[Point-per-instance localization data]
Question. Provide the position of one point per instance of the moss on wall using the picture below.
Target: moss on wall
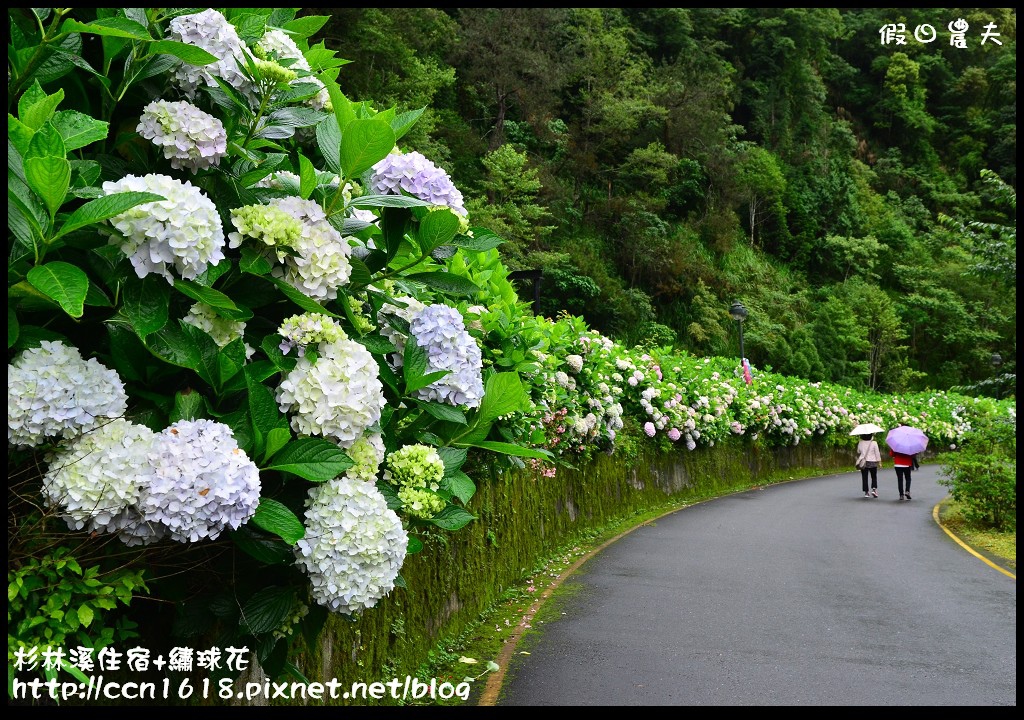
(522, 517)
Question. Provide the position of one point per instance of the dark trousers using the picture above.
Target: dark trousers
(873, 471)
(903, 472)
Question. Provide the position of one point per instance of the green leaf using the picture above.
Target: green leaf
(503, 394)
(509, 449)
(267, 609)
(12, 327)
(312, 458)
(388, 201)
(403, 122)
(49, 178)
(183, 51)
(187, 406)
(269, 551)
(436, 228)
(452, 518)
(278, 518)
(303, 28)
(306, 303)
(480, 242)
(443, 412)
(103, 209)
(145, 303)
(307, 177)
(78, 129)
(220, 303)
(38, 111)
(111, 27)
(329, 141)
(460, 484)
(364, 143)
(65, 283)
(445, 282)
(254, 262)
(275, 439)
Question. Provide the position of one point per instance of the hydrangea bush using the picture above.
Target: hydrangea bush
(245, 321)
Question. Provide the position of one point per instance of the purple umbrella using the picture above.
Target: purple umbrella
(906, 439)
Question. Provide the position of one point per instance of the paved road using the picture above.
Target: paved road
(799, 594)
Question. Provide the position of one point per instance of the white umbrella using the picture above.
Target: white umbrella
(866, 429)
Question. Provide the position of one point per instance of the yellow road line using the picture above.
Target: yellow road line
(935, 515)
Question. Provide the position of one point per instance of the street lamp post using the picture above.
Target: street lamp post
(738, 313)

* WORK ITEM
Copy out exactly, with no pictures, the lines of the data from the first one through the line bearing "leaf using the picture above.".

* RESULT FOR THIS TASK
Question. Provide the position of one point per instance of the moss on wall using the picture below.
Target: moss on wall
(522, 517)
Question. Provide the position of one point per instance of the dark trousers using the picture above.
Target: dark trousers
(873, 471)
(903, 472)
Question. Provide the position of one point per instance of the green leaf using the picture above.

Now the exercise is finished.